CHALLENGE | Report every line in the rows below that contains the word "mountain", copying each such line in full. Only matches with the same capitalization count.

THE RECORDS |
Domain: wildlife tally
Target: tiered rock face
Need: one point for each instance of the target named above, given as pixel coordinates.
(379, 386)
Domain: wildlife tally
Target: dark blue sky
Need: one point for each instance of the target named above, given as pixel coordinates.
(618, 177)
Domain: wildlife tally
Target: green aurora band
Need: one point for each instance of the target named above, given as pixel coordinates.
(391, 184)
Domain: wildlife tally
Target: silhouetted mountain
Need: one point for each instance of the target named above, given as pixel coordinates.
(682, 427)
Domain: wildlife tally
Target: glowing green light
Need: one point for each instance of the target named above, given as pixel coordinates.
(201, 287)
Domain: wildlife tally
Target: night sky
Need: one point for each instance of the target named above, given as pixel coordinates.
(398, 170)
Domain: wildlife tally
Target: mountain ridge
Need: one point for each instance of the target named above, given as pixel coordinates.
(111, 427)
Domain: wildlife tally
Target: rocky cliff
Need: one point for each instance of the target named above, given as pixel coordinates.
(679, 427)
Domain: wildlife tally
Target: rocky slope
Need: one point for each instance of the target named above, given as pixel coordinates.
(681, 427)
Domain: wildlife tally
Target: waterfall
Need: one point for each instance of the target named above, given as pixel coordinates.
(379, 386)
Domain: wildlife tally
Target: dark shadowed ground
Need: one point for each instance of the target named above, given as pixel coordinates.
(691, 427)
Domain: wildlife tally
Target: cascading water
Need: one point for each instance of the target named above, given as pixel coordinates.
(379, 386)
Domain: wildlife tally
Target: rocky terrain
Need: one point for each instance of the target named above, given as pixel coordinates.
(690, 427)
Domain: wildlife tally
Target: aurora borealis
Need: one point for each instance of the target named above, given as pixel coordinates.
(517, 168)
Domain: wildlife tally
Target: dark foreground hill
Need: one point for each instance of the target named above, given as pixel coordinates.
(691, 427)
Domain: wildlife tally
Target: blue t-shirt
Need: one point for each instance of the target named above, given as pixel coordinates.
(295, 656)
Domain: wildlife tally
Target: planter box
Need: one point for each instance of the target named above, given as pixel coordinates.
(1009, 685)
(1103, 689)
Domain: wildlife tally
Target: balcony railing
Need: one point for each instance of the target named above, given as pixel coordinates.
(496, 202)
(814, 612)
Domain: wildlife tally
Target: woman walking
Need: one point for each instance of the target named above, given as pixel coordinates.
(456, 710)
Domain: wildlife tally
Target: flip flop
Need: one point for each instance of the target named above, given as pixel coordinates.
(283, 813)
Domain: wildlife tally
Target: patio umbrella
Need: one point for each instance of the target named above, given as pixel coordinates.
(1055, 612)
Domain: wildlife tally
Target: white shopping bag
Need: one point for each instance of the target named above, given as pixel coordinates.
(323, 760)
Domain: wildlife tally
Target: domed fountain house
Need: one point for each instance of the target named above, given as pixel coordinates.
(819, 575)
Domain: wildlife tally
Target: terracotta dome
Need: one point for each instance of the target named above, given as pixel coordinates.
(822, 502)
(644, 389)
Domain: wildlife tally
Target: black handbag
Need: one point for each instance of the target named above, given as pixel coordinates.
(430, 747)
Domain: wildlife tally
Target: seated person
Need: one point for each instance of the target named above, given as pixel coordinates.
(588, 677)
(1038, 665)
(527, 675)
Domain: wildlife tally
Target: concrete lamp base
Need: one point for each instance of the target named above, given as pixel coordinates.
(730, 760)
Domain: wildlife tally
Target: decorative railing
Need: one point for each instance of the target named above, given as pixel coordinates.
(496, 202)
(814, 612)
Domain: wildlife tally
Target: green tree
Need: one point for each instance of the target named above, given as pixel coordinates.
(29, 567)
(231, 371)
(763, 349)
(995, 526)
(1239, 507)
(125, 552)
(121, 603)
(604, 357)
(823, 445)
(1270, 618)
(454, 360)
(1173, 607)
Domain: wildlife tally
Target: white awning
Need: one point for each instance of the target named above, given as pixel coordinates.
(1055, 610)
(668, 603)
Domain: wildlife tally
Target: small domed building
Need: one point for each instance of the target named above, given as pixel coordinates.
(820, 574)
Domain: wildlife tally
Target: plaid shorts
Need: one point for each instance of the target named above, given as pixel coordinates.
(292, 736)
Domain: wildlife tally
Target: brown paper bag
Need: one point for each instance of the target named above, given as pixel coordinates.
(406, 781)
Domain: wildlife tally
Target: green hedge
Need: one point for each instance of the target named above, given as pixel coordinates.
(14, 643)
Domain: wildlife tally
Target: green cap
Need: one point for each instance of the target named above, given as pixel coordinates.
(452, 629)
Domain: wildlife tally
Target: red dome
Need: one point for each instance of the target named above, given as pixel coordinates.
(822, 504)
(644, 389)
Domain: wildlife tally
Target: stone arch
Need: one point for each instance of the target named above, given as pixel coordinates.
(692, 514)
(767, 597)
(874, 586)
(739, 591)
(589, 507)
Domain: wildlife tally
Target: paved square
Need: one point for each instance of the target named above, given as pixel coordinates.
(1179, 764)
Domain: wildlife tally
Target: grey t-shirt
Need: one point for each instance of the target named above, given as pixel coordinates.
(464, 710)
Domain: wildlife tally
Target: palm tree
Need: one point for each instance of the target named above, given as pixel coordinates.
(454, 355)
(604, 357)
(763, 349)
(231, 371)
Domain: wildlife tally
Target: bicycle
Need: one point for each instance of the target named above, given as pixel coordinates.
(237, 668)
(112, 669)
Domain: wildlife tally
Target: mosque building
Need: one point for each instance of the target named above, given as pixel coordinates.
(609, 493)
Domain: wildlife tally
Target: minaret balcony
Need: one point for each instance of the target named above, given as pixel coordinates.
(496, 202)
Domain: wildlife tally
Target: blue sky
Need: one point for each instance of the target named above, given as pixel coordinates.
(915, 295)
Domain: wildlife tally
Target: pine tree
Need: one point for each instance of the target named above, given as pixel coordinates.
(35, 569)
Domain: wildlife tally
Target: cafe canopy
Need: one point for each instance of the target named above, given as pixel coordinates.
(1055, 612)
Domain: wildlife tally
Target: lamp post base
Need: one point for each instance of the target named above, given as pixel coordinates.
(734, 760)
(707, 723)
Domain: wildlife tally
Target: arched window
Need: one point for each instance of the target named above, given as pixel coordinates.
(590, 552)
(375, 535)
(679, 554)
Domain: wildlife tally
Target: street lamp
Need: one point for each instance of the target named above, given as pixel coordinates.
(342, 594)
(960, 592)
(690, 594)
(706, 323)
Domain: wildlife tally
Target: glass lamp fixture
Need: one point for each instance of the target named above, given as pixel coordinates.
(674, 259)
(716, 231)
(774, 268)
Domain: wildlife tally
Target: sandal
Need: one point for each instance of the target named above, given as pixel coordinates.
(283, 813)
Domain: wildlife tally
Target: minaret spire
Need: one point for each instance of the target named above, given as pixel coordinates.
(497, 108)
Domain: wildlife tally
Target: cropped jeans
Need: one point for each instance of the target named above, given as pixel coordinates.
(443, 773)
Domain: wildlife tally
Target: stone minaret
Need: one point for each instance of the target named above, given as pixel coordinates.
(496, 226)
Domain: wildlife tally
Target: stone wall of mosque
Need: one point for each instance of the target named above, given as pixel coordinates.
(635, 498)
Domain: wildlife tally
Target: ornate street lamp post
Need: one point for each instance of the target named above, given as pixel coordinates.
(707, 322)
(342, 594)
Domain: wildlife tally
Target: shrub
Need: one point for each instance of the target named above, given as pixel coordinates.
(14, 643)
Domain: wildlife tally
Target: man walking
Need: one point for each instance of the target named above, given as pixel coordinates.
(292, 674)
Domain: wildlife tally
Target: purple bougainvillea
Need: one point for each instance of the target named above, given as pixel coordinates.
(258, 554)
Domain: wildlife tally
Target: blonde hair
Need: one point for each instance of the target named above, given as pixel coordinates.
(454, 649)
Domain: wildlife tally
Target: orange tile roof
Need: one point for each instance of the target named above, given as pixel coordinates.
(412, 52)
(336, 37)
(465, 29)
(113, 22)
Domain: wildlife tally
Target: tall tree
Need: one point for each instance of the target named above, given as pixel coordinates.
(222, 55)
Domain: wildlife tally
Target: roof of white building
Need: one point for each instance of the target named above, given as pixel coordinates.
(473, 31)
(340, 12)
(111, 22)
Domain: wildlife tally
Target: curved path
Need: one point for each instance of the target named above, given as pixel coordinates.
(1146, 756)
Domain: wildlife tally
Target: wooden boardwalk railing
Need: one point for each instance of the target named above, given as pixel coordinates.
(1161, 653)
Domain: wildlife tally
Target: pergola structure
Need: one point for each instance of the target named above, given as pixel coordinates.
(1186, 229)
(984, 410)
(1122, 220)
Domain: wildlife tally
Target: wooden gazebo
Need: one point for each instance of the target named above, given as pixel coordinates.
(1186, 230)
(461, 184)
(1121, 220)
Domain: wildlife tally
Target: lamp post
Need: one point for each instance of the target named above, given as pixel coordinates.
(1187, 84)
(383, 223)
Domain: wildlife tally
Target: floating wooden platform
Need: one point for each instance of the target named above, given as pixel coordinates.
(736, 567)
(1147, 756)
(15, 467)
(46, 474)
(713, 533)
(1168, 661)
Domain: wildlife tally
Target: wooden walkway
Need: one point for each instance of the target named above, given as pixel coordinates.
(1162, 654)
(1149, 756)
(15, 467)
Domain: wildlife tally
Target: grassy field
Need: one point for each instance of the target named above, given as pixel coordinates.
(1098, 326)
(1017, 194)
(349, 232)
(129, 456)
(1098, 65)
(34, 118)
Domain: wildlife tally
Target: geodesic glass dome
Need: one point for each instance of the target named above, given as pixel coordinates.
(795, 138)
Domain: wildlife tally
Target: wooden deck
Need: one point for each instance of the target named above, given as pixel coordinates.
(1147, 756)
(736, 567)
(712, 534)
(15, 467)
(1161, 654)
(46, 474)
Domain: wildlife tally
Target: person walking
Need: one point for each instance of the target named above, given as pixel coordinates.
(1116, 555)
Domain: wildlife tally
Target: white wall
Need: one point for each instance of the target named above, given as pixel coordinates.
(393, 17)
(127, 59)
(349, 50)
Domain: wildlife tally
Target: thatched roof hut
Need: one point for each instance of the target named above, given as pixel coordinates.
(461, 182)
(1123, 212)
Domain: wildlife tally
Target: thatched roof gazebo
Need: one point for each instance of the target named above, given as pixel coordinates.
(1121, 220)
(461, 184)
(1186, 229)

THE ANSWER |
Target: silhouetted mountain
Target: mountain ridge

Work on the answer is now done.